Given exercise>
Edit the rows from the start through the line containing "[265,528,305,569]" by replacing "stone well" with "stone fountain", and give back only those lines with nothing else changed.
(begin)
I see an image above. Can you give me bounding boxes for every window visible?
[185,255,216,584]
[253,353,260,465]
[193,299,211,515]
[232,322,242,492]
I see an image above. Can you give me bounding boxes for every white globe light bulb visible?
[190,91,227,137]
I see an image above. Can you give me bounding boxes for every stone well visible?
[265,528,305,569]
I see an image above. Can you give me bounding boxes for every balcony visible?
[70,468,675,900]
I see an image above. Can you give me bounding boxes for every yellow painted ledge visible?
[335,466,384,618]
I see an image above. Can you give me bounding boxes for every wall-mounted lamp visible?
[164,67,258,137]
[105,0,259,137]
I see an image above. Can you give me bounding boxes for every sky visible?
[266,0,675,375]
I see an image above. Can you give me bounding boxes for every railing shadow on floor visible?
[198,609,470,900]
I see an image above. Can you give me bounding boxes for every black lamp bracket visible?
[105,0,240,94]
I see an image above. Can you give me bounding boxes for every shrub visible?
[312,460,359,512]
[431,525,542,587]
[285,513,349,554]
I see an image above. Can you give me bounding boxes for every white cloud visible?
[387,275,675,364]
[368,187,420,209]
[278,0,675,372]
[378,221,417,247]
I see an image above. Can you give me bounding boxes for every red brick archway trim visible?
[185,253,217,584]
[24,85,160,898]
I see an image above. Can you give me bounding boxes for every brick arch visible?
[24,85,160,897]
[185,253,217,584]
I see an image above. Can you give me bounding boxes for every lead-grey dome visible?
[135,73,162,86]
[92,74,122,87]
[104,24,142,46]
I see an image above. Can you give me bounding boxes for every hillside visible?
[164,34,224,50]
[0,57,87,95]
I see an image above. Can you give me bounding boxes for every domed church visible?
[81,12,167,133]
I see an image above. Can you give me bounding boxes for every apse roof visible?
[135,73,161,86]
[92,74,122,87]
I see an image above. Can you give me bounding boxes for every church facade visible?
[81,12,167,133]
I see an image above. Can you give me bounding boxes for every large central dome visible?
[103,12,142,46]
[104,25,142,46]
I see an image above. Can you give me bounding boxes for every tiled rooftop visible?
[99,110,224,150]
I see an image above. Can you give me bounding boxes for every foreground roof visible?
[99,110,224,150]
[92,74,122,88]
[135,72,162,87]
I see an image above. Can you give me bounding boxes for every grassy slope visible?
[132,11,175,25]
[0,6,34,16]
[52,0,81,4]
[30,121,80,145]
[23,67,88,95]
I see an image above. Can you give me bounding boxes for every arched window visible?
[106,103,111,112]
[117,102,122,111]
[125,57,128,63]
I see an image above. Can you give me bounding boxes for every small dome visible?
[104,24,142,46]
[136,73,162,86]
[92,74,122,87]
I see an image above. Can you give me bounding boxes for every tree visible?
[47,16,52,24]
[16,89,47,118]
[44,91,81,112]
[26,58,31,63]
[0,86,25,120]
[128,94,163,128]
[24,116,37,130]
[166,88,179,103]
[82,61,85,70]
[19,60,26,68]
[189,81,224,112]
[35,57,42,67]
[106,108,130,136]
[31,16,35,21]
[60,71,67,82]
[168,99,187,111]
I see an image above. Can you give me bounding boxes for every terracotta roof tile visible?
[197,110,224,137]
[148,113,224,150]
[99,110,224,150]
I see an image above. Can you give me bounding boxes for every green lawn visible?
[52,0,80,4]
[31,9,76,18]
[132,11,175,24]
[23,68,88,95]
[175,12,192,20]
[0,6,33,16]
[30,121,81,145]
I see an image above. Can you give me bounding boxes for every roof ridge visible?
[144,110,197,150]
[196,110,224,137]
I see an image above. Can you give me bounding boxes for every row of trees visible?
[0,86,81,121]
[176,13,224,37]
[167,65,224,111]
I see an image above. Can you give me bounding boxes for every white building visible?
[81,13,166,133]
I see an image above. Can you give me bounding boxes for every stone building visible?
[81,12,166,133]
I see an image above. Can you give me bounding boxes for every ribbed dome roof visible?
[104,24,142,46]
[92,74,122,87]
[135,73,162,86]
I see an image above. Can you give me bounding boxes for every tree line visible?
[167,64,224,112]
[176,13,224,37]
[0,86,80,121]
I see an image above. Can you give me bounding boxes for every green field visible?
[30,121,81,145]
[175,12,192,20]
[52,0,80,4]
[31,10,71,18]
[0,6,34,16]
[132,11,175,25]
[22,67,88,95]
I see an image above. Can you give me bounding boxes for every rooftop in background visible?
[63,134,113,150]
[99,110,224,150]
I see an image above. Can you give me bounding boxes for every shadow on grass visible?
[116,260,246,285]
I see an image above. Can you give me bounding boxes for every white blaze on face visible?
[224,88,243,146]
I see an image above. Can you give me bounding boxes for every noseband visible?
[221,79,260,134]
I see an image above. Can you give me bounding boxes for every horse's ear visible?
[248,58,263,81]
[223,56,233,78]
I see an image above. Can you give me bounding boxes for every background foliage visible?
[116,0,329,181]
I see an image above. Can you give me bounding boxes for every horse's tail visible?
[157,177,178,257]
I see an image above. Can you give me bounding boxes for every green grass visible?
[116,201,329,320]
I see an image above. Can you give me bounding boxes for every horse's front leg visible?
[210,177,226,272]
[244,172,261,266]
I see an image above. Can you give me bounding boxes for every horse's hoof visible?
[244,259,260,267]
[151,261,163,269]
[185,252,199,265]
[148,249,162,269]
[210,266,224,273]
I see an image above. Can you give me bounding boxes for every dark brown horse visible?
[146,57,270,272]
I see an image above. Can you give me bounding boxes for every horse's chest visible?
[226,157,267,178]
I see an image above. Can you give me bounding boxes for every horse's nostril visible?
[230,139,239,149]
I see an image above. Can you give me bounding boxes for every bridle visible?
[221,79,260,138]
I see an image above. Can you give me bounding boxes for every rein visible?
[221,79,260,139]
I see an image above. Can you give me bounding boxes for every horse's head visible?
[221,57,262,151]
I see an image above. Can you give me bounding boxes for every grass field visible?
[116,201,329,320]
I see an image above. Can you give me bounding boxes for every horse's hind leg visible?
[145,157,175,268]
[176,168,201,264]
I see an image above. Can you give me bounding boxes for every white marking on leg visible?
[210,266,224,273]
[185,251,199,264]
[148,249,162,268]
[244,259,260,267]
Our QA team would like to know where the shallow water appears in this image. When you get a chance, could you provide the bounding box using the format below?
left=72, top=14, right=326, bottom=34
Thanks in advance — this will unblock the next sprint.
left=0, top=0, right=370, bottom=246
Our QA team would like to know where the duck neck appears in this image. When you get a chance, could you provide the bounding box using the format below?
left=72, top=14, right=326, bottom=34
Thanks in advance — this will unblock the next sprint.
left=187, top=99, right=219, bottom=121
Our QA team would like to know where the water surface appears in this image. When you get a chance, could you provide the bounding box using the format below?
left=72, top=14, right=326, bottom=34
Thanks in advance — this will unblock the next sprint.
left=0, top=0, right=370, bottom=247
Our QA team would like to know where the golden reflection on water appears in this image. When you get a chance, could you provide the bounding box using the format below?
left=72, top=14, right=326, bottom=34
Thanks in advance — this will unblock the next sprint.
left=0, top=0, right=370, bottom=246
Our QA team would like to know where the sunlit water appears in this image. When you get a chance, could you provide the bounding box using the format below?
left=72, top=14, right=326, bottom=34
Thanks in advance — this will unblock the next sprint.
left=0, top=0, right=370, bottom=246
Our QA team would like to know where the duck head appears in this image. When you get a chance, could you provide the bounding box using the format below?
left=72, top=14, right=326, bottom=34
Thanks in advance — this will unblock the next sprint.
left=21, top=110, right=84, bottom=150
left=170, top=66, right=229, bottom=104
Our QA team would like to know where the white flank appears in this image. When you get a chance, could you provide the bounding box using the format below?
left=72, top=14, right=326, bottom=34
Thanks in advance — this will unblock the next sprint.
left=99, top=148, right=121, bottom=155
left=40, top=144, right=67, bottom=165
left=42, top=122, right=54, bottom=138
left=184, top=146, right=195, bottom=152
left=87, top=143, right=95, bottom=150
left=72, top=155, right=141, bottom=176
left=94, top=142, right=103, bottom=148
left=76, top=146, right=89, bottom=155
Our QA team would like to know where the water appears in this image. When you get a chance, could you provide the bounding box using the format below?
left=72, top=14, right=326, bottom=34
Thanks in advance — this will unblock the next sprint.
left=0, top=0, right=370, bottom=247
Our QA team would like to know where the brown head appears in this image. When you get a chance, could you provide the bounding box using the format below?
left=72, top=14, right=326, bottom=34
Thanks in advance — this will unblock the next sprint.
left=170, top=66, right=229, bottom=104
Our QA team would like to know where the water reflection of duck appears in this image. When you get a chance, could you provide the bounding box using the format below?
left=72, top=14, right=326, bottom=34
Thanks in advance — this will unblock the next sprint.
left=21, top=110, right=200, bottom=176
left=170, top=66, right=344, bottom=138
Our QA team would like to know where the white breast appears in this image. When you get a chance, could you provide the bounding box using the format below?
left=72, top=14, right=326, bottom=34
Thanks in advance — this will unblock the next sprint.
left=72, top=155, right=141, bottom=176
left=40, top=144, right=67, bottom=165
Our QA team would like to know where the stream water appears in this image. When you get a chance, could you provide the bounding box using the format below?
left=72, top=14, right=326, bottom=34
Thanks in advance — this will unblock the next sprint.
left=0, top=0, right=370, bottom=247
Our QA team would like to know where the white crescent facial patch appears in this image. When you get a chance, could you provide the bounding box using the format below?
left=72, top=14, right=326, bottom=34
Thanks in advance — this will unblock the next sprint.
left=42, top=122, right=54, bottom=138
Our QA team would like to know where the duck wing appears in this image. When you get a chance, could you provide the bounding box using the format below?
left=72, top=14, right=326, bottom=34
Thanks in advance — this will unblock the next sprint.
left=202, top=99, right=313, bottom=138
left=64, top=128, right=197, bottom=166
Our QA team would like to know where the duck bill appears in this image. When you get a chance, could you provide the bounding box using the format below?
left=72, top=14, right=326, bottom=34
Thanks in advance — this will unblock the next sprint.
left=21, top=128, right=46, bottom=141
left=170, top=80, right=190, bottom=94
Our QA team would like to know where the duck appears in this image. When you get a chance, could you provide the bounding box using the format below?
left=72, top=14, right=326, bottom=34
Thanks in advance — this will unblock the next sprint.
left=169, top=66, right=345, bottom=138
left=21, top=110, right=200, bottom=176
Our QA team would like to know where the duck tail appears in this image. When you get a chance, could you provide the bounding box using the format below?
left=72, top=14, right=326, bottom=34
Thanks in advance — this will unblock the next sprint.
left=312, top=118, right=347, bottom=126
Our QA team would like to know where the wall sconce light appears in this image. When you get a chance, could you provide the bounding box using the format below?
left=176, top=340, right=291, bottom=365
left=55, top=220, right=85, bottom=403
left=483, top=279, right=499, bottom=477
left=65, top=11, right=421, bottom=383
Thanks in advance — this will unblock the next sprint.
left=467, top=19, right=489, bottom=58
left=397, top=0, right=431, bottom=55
(end)
The result>
I see an image above. Can you give me bounding boxes for every window visible?
[185,255,216,584]
[253,353,260,465]
[193,299,211,515]
[232,322,242,492]
I see an image above. Can you give me bounding boxes for every white globe light bulb visible?
[190,91,227,137]
I see an image above. Can you give me bounding boxes for every stone fountain visible?
[265,528,305,569]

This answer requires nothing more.